TRECHO FORNECIDO:

○ ○ ○ ○ ○ ○ ○

A ideia e a filosofia de Pondé baseiam-se num certo pessimismo, na valorização das tradições religiosas ocidentais e no combate ao pensamento politicamente correto, nos meios universitários. Carrega fortes influências do filósofo alemão Friedrich Nietzsche, do niilismo e do existencialismo. Em 2011, em entrevista à revista Veja, Pondé declarou ter deixado de ser ateu. Comecei a achar o ateísmo aborrecido do ponto de vista filosófico. A hipótese do Deus bíblico, na qual estamos ligados a um enredo e um drama morais muito maiores do que o átomo, me atraiu. […] Tenho a clara sensação de que às vezes acontecem milagres. Só encontro isso na tradição teológica, afirmou.

Organização da obra – A obra de Luiz Felipe Pondé apresenta 31 tópicos que versam sobre as diferentes formas de espiritualidade. O âmbito desta obra abarca, de um lado, o mundo judaico-cristão, e, por outro, o mundo da filosofia sem religião, e o limite geográfico estabelecido é Jerusalém e Atenas. Seu livro percorre formas inconsistentes de espiritualidade, como a espiritualidade para idiotas; a espiritualidade light ou a commoditizada; as formas negativas de espiritualidade, como o gnoticismo cristão; e as concepções satânica e trágica de espiritualidade, abordando também questões como a espiritualidade nas inteligências artificiais e nos animais.

○ ○ ○ ○ ○ ○ ○

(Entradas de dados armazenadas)
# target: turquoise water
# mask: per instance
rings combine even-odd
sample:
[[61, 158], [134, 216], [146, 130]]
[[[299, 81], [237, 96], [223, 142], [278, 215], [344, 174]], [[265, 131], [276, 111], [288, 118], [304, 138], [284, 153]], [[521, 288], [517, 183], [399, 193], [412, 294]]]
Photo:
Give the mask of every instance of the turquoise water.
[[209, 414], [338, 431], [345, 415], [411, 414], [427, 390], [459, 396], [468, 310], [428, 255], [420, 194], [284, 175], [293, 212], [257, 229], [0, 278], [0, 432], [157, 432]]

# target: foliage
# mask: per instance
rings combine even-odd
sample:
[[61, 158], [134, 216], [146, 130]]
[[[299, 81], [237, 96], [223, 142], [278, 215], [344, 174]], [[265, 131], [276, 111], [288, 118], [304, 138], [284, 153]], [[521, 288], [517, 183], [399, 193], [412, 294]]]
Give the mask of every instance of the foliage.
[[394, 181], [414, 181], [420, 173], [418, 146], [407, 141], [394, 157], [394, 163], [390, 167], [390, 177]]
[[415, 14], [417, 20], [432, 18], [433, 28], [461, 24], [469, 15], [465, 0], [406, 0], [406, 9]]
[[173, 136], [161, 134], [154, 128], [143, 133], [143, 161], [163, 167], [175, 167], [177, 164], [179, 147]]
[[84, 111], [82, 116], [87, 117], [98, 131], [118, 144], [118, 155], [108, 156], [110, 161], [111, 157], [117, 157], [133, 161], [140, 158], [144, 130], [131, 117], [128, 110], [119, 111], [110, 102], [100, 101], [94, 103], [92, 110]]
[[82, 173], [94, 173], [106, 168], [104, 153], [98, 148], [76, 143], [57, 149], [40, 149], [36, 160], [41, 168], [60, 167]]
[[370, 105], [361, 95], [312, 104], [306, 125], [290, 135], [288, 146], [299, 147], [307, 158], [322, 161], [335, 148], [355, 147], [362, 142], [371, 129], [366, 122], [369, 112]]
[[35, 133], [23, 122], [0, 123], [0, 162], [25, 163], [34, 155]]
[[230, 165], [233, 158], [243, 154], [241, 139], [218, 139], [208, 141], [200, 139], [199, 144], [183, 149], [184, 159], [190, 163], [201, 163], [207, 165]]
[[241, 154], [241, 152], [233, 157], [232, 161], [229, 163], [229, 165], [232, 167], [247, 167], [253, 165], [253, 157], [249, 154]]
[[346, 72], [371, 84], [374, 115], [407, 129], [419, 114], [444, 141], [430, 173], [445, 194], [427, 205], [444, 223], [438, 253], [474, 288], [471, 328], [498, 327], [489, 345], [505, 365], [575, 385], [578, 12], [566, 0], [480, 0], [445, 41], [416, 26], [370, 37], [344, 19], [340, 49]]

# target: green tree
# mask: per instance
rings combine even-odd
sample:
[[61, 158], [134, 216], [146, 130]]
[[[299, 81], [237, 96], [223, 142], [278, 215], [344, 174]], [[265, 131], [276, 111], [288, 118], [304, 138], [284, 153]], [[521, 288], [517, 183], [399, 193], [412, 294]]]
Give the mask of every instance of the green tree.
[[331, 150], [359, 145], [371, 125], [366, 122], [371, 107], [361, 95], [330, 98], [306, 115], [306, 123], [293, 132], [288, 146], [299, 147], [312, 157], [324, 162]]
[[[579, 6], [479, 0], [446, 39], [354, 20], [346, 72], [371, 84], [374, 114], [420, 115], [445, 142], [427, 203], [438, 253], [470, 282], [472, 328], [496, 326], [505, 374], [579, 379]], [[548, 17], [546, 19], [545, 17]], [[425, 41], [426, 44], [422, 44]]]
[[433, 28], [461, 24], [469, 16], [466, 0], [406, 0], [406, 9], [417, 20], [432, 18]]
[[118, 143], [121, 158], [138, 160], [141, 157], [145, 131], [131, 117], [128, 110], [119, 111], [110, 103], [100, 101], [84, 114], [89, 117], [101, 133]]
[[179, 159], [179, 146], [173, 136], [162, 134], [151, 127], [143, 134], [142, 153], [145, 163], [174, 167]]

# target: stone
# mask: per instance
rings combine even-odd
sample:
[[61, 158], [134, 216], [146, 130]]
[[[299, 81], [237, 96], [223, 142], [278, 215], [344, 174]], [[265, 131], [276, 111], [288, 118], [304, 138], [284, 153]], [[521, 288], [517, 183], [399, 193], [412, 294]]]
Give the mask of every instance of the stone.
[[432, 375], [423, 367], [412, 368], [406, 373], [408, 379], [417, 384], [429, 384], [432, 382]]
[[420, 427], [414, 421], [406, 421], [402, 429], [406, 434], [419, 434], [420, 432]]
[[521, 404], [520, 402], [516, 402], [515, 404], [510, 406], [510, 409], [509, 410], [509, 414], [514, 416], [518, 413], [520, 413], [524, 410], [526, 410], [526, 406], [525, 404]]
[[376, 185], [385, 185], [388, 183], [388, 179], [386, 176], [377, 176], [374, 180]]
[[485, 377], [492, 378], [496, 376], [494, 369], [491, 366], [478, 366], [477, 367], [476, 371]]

○ ○ ○ ○ ○ ○ ○

Segundo o trecho, em que ano e em entrevista a qual revista Pondé declarou ter deixado de ser ateu? As linhas não têm nenhuma relação com o trecho.

Em 2011, em entrevista à revista Veja.